(What is needed) Your output must consist solely of the lines from the one containing "Question. Indicate a point on each instance of the large" through the end of the records, reproduced exactly.

(Data extract)
================
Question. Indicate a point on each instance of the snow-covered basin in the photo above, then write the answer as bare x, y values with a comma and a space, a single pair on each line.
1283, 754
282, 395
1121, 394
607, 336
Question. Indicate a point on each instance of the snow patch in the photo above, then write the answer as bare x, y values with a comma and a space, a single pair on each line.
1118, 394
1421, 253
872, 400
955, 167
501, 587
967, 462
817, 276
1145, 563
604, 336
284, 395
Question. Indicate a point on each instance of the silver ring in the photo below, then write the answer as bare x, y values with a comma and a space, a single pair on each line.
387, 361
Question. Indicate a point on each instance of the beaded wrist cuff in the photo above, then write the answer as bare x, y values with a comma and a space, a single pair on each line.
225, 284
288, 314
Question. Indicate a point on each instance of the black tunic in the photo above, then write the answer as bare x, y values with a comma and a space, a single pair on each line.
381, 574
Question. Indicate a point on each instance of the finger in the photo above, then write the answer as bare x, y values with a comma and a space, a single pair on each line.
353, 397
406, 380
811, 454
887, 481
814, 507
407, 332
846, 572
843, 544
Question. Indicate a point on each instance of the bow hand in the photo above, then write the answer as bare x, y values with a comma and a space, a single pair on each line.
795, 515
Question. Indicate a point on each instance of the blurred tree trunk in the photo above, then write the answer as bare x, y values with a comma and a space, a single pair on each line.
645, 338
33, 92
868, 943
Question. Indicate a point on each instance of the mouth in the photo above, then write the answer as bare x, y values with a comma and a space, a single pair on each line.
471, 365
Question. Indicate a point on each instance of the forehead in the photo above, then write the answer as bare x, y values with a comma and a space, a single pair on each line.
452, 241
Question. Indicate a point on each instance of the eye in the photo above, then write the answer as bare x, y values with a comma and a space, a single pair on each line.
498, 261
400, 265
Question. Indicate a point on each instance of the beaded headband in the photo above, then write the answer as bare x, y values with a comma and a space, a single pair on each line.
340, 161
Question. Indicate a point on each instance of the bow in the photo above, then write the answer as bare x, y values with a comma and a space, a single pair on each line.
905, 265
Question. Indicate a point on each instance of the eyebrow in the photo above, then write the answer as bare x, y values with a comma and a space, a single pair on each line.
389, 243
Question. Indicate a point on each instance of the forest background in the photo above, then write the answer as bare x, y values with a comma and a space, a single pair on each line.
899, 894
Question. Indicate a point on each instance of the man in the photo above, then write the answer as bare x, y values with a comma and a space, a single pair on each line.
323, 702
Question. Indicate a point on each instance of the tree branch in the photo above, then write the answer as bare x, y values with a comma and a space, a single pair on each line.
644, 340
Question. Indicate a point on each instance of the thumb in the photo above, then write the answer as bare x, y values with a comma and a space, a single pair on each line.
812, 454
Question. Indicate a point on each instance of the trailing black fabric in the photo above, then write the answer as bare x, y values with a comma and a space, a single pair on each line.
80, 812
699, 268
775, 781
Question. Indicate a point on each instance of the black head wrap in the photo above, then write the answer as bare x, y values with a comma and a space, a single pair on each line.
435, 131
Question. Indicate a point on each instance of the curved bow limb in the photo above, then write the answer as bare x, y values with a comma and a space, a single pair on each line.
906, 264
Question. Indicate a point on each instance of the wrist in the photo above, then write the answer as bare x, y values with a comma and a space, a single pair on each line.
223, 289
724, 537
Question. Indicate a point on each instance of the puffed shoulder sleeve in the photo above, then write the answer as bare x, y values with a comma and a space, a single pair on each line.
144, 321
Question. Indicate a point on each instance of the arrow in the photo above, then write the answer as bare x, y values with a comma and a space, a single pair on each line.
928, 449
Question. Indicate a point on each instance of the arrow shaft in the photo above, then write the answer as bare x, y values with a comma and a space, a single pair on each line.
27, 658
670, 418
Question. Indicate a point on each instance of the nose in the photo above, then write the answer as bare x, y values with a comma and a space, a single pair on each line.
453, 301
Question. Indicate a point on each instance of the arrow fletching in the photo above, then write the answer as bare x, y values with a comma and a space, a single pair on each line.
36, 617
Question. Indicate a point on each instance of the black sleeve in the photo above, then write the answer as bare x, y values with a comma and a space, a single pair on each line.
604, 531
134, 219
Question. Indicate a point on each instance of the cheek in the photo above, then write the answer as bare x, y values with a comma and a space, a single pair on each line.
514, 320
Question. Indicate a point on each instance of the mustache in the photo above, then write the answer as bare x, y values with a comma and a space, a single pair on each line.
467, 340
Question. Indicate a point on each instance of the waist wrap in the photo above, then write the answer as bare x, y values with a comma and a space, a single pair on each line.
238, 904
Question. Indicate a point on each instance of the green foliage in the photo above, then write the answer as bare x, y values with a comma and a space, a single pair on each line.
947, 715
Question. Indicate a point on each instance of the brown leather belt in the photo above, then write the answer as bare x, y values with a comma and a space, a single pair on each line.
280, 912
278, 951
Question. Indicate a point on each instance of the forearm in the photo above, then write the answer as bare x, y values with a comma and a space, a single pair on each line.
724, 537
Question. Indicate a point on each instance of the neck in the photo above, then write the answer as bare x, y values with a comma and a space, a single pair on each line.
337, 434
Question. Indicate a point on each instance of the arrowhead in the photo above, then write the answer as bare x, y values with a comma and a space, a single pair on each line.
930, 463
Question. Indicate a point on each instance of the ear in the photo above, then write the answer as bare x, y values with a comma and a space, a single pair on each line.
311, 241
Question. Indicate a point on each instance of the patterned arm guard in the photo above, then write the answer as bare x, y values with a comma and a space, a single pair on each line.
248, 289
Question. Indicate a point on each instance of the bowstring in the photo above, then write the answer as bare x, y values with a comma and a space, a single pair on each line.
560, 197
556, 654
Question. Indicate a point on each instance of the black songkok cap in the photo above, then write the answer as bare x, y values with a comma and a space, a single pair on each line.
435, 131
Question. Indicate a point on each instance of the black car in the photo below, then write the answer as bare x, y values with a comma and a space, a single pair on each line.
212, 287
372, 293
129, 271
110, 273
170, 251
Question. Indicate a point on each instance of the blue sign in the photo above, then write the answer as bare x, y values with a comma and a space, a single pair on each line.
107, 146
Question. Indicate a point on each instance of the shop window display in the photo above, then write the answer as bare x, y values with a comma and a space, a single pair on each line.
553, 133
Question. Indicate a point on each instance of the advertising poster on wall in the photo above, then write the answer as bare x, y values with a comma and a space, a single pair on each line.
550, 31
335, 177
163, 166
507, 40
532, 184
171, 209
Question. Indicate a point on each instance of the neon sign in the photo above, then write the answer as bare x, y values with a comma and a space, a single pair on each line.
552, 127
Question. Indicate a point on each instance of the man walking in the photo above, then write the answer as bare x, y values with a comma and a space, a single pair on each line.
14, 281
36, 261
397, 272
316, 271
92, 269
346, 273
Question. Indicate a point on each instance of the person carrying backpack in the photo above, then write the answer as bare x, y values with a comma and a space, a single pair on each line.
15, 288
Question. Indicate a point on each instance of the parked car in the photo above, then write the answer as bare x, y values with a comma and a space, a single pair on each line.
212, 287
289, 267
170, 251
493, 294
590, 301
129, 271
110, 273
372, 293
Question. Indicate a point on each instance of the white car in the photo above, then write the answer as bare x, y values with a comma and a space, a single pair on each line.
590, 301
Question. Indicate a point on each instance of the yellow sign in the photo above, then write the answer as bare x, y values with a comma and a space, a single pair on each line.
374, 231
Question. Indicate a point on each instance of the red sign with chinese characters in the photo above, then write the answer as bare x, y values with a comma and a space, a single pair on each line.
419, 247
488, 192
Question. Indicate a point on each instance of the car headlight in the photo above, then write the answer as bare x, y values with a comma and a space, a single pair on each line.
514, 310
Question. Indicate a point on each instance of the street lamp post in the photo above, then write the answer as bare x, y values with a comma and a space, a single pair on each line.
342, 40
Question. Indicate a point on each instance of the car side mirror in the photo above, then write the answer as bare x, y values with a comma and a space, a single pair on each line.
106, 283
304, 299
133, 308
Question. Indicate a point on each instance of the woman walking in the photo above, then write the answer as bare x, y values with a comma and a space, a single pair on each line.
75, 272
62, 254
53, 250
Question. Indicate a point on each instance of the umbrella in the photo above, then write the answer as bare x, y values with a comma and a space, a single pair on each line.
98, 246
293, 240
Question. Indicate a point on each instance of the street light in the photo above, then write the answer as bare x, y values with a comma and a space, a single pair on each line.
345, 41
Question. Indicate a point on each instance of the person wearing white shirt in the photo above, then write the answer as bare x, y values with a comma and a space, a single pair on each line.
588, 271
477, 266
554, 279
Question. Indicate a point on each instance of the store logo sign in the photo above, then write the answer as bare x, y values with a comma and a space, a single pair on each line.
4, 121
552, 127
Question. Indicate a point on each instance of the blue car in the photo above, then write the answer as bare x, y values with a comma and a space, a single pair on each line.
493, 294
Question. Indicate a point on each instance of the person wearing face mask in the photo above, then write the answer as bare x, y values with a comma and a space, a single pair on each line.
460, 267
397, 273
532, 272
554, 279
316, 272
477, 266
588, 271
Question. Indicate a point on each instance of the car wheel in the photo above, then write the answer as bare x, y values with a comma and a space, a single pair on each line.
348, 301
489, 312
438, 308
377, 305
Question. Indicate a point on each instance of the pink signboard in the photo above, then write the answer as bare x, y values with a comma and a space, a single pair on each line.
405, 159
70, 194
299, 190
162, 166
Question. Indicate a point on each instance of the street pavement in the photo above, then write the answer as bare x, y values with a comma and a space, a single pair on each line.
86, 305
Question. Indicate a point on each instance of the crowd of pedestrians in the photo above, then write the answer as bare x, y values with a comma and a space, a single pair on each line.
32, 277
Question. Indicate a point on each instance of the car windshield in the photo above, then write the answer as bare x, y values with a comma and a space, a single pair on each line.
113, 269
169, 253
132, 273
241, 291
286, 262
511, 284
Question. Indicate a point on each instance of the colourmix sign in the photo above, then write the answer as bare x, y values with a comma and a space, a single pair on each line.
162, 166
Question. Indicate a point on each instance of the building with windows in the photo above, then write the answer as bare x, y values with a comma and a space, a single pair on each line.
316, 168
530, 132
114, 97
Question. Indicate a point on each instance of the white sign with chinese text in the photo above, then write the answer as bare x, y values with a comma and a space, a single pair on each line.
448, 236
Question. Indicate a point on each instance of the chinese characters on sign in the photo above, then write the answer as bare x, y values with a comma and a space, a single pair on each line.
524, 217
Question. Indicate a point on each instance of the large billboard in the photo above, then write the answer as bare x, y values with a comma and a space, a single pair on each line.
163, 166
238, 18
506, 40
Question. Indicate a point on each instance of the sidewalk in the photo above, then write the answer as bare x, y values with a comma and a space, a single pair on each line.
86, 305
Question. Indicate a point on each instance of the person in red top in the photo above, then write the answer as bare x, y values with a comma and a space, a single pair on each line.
================
(Result of this exercise)
Question. Indicate a point on each instance of the large billboard in the photo above, then write the answer as bare x, y values with a comma and a space, a single pair on each line.
163, 166
238, 18
506, 40
Question. Indicate a point on each instance of the sidewalk in the photo above, then write the answer as bare x, y values with a comma and a space, a single pair on each line.
86, 305
Question. Indicate a point on each instance of the person in red top in the photo above, then write the answer as bare x, y values with a comma and a space, a single pair on each line.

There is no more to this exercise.